This collection was deposited by James C. Lamb, III on 1990 Nov 12.
Virginia family residing at "Belle Ville," Warsaw, Richmond County and in Tappahannock, Essex County.
This collection, ca. 1835-1945, of ca. 1500 items, consists primarily of family papers of the Brockenbrough and Lamb families of the farm known as "Belle Ville" in Warsaw, Richmond County, in the Northern Neck area of Virginia. The collection is organized in the following series: Correspondence; Financial Papers and Receipts; Legal Papers; Topical and Miscellaneous; Ledgers; Photographs and Scrapbooks; Oversize Items; and Oversize bound volumes. Of special interest are slave lists, letters from soldiers in World War I, photographs of Charlottesville and the University of Virginia, and a letter describing Egypt and the Middle East in the 1870s.
The bulk of the collection concerns members of the
Brockenbrough and Lamb families belonging to the branch
charted here:
William Fauntleroy Brockenbrough (1826-1890) m. Eliza
Bland Smith
Their issue:
Saide Smith B. (1862-1949)
Alice Waller (Sis Allie) B. (1870-1955)
Agnes Atkinson B. (1876-1967)
Eliza Bland (Lila) B. (1877-1917)
Saide Smith B. m. 1885 James Christian Lamb, brother of
John Lamb (1840-1924)
Their issue:
William Brockenbrough L. (1886-?)
James Christian L. Jr. (1891-1943)
Eliza Bland L. (1898-?)
Other members of the family (figuring primarily in the ledgers) are Austin Brockenbrough, William Fauntleroy, and Lucy Yates Gray (nee Brockenbrough). Both the Smith and Brockenbrough families appear to have been planters until fairly late in the nineteenth century, according to the ledgers, letters, and legal papers of this collection. James C. Lamb, Sr. was a circuit court judge in Richmond; his elder son W. Brockenbrough Lamb was also a lawyer and judge; and his younger son, James Jr., was an engineer and served in the first World War. John Lamb was a member of the House of Representatives, chairing the Committee on Agriculture in the 62nd Congress, and served in the Confederate army (Company D, Third Virginia Cavalry).
The correspondence is arranged by recipient. Of special interest are letters from various men during their service in France during World War I. The letters describe the day-to-day life of soldiering, troop movements, conditions on ships making the Atlantic crossing, and (most fully) the country and people of France after the end of the war. The letters were sent to Eliza Bland Lamb by Frank Brown, Gilbert Campbell, Hollyday Compton, James C. Lamb, Jr., J. Warren Quackenbush, Ernest Turner, and others in the miscellaneous file, and to Saide Lamb by James, C. Lamb, Jr.. In addition, in the miscellaneous correspondence folder there is a letter dated April 4, 1873, to "My dear Mother" (Mrs. D.R. Hagner) from Julian Howard, nephew of W.F. Brockenbrough; the letter was written in Alexandria, Egypt, and goes into some detail in describing the pyramids and travel to various sites in the Middle East.

Material supplied =>
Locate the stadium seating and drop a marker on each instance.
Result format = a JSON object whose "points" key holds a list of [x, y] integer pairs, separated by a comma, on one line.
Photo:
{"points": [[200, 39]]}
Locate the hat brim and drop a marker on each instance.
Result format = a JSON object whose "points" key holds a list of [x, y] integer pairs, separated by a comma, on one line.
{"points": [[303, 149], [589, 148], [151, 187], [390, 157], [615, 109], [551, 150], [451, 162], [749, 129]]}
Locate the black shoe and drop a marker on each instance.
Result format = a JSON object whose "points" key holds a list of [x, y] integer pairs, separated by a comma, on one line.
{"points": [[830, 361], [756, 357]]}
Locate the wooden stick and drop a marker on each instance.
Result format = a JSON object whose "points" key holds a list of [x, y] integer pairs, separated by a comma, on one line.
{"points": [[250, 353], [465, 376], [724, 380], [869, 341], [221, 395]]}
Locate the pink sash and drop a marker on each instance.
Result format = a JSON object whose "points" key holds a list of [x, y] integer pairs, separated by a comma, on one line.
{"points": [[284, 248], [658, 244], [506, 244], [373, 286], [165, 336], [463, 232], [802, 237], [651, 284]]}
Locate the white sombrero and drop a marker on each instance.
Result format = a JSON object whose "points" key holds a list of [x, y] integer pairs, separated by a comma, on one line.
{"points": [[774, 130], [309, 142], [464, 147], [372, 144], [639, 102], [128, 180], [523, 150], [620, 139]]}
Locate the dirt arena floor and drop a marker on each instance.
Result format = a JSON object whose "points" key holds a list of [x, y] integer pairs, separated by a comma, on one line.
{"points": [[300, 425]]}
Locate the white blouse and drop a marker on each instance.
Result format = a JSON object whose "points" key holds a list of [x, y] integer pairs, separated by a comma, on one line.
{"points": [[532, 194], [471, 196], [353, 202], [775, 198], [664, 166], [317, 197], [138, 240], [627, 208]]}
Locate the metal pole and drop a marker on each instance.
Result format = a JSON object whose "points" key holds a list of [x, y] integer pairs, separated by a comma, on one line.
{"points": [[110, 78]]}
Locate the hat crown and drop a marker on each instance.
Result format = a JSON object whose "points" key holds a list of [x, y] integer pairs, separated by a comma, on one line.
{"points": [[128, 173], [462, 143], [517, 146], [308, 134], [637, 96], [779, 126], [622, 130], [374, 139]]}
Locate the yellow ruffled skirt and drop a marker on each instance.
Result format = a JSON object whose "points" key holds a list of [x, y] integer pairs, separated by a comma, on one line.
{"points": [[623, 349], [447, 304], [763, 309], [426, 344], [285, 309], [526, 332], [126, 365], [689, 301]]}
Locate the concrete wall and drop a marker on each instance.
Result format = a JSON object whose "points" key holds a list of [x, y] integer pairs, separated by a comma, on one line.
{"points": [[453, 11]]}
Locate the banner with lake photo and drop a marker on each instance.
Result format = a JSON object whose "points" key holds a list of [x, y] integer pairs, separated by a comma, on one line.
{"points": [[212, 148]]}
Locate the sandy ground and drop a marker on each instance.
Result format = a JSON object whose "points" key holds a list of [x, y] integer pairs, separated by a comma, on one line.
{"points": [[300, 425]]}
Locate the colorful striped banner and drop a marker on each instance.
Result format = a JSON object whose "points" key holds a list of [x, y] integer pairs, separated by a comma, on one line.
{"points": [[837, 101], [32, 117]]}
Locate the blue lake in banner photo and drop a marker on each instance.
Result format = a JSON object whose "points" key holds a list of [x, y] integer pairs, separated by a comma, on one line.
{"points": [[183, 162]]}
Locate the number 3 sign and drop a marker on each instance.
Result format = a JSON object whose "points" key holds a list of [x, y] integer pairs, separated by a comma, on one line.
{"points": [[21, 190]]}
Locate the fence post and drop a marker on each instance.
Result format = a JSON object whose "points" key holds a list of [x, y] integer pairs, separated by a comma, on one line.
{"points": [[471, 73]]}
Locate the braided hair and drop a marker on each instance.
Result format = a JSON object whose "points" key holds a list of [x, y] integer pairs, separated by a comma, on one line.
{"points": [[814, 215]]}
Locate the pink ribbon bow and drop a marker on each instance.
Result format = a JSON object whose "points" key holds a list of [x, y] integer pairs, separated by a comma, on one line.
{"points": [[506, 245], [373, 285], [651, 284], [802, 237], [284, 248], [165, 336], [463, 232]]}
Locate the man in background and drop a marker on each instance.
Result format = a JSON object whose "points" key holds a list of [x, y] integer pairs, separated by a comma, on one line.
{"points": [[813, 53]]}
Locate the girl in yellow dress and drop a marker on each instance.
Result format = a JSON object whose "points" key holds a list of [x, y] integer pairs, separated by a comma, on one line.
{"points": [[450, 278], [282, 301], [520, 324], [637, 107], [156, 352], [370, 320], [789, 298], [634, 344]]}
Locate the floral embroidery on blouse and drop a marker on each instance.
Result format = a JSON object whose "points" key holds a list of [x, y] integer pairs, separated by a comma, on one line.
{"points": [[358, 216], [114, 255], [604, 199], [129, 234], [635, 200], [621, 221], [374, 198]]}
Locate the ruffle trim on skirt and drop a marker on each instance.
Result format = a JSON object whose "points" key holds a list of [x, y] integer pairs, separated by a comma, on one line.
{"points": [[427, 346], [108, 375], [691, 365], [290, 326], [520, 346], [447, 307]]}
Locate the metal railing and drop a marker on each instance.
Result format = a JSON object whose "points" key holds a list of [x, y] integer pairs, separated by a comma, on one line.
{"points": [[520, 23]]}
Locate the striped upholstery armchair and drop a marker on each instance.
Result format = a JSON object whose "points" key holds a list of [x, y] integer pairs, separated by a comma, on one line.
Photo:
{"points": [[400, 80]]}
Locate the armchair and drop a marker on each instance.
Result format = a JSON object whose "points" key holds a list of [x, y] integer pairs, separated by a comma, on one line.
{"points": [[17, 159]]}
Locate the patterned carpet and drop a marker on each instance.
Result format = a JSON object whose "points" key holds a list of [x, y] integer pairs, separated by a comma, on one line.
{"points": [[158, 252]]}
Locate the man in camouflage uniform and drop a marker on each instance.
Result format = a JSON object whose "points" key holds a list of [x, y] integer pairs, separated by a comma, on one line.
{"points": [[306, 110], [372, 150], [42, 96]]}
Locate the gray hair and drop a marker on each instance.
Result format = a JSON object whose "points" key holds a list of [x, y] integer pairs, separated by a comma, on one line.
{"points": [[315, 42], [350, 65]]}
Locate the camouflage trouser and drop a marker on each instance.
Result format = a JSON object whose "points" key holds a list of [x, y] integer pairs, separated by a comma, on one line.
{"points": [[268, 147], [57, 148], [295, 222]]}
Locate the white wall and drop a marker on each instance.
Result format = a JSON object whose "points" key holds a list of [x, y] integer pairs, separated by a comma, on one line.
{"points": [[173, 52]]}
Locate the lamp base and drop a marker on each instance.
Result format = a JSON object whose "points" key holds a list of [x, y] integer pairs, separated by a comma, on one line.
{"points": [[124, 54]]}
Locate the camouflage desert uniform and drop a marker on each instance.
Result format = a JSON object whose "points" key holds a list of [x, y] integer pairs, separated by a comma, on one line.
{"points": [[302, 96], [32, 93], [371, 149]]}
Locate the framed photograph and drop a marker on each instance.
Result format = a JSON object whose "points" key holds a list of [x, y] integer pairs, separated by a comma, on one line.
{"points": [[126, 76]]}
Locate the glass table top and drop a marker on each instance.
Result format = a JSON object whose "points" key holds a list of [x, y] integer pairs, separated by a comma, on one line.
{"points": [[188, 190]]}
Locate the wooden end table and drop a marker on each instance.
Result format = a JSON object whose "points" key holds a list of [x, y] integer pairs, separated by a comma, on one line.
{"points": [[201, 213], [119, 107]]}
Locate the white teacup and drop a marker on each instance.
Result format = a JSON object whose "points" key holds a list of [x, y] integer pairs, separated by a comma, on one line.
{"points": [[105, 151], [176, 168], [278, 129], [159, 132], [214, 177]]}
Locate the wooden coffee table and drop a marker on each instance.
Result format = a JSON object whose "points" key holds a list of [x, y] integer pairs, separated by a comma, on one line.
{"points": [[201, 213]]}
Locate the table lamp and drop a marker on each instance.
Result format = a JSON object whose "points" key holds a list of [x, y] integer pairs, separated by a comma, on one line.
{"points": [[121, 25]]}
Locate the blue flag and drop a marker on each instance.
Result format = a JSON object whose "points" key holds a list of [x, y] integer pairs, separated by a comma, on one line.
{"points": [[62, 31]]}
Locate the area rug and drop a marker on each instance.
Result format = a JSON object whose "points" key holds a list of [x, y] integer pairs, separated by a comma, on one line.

Requirements =>
A: According to the collection description, what shows that the Smith and Brockenbrough families were planters until fairly late in the nineteenth century? Answer in one to three sentences.
B: Please duplicate the stretch of the collection description from "James Christian L." through "Third Virginia Cavalry).".
C: Name every series into which the collection description says the collection is organized.

Answers to the tasks =>
A: The collection's ledgers, letters, and legal papers indicate it. The description bases its statement that both families appear to have been planters until fairly late in the nineteenth century on these documents.

B:
James Christian L. Jr. (1891-1943)
Eliza Bland L. (1898-?)
Other members of the family (figuring primarily in the ledgers) are Austin Brockenbrough, William Fauntleroy, and Lucy Yates Gray (nee Brockenbrough). Both the Smith and Brockenbrough families appear to have been planters until fairly late in the nineteenth century, according to the ledgers, letters, and legal papers of this collection. James C. Lamb, Sr. was a circuit court judge in Richmond; his elder son W. Brockenbrough Lamb was also a lawyer and judge; and his younger son, James Jr., was an engineer and served in the first World War. John Lamb was a member of the House of Representatives, chairing the Committee on Agriculture in the 62nd Congress, and served in the Confederate army (Company D, Third Virginia Cavalry).

C:
Correspondence
Financial Papers and Receipts
Legal Papers
Topical and Miscellaneous
Ledgers
Photographs and Scrapbooks
Oversize Items
Oversize bound volumes